▶ [Kutipan untuk Dibaca]
+++

TEMPO.CO, Jakarta - Benarkah cokelat menyehatkan? Jika benar menyehatkan, dapatkan kita makan sebanyak yang kita inginkan? Meski “clean eating” mulai digandrungi oleh banyak penduduk di negara maju, sepertinya penduduk di Inggris tidak dapat beralih dari diet dan olahraga.
Baca: Cokelat Bisa Memperbaiki Fungsi Otak, Ini Buktinya
Clean eating sendiri sebenarnya gaya hidup, bukan diet. Jika berat badan seseorang sudah turun secara signifikan, diet yang dilakukan otomatis berhenti, namun tidak demikian dengan clean eating. Clean eating akan tetap dilakukan. Clean eating mengharuskan seseorang mengonsumsi makanan alami dengan proses pengolahan (masak) sehat, seperti kukus, rebus atau panggang dengan sedikit garam, gula dan minyak.
Setiap hari, selalu ada produk “sehat” baru yang diperkenalkan. Tidak sedikit orang yang merasa penasaran dan akhirnya tergiur untuk membeli. Padahal, harga yang dibanderol tidaklah murah. Makanan tinggi protein, makanan bebas gluten, makanan bebas gula, makanan dengan bahan-bahan alami dan lainnya, label tersebut memang ditujukan agar konsumen beranggapan bahwa dirinya sudah memilih makanan yang tepat dan sehat. Salah satunya adalah cokelat.
Penemuan terakhir yang dilakukan oleh Mintel menunjukkan bahwa 37 persen orang tertarik pada jenis cokelat yang menggunakan bahan-bahan alami, 35 persen memilih cokelat rendah gula dan 27 persen lainnya menjatuhkan pilihan pada cokelat bebas pemanis buatan.
Kebanyakan produsen cokelat mengklaim bahwa produknya menggunakan bahan-bahan alami, bebas gluten bahkan bebas pemanis buatan. Untuk menutupi kebohongan mereka mengenai bahan cokelat yang seharusnya digunakan dalam pembuatan cokelat klasik – sebut saja susu, gula, cocoa butter, massa cocoa dan minyak sayur – dimana dikategorikan sebagai cokelat “sehat” terbuat dari bubuk kakao, cacao butter dan kakao murni, biasanya diberi pemanis berupa kurma atau nektar agave.
Sementara itu, banyak food blogger yang mengklaim bahwa raw chocolate dimana biji cokelatnya diolah dengan suhu di bawah 42 derajat Celcius, kaya akan vitamin dan mineral, termasuk magnesium, zat besi, flavonoids, fosfor dan kalsium, serta kaya akan antioksidan. Raw chocolate digembar-gemborkan dapat menurunkan risiko penyakit jantung, meningkatkan energi bahkan melindungi kulit dari bahaya sinar UV.

+++

▶ [Data yang Disediakan]
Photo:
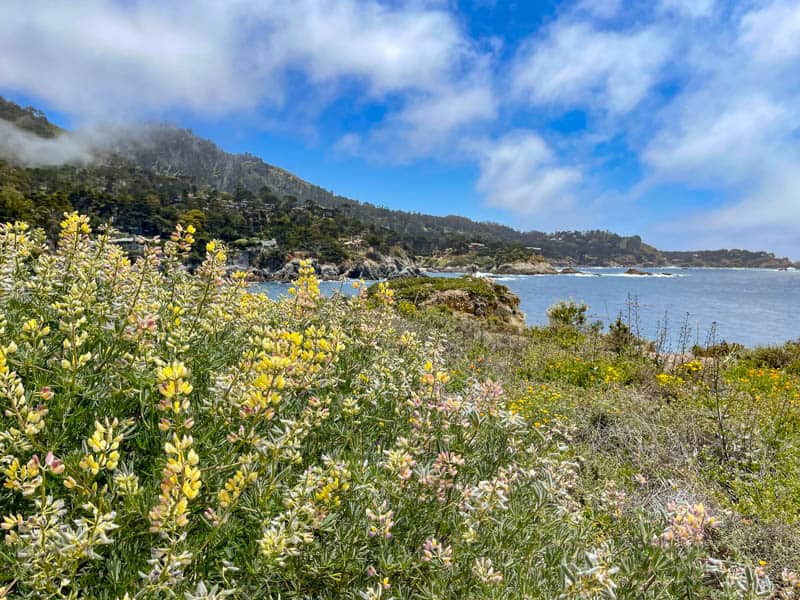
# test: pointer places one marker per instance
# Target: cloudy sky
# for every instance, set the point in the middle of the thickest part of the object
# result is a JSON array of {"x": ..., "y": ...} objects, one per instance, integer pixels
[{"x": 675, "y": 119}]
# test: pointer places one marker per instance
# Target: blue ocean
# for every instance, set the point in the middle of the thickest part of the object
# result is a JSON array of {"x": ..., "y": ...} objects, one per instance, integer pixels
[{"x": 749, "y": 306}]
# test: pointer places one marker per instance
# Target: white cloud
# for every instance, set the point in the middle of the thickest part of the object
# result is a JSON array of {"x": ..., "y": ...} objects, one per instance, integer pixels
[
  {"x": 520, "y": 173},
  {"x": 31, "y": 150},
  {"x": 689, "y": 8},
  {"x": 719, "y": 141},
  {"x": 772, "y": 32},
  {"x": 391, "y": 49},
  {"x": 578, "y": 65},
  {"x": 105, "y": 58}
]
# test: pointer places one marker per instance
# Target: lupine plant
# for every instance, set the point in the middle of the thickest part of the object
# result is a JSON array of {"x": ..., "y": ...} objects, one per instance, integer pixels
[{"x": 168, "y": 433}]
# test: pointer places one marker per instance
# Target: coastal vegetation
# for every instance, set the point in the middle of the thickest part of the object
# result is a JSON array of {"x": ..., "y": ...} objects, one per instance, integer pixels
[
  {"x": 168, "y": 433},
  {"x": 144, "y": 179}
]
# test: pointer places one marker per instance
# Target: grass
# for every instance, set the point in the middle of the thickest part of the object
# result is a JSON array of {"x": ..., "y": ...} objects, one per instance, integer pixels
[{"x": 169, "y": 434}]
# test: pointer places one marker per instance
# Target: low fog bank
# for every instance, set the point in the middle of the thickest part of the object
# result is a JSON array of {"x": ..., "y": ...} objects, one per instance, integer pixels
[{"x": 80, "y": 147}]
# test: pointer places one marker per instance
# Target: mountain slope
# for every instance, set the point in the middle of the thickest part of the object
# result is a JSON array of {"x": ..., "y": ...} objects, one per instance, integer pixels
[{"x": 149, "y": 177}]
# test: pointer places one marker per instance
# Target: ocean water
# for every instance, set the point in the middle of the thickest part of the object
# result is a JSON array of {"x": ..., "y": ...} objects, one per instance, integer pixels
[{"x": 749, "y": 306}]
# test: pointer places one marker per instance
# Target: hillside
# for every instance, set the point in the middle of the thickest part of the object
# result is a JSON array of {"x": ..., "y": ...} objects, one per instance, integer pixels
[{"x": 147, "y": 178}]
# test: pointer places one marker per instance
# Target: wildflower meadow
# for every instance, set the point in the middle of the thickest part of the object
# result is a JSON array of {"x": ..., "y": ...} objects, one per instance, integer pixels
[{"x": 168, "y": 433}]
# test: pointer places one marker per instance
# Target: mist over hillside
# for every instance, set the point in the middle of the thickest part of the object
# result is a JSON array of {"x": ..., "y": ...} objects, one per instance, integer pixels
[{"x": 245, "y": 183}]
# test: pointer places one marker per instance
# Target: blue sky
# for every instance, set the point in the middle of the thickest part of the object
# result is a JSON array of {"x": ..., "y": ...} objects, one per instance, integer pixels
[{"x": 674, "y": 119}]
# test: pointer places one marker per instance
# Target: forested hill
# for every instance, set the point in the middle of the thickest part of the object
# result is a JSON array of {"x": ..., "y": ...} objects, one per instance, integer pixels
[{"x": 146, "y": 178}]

+++

▶ [Ketentuan Tugas]
Tolong sebutkan semua bahan pembuatan cokelat klasik yang dirinci dalam teks tentang cokelat sehat.

▶ [Jawaban Latihan]
Susu, gula, cocoa butter, massa cocoa, minyak sayur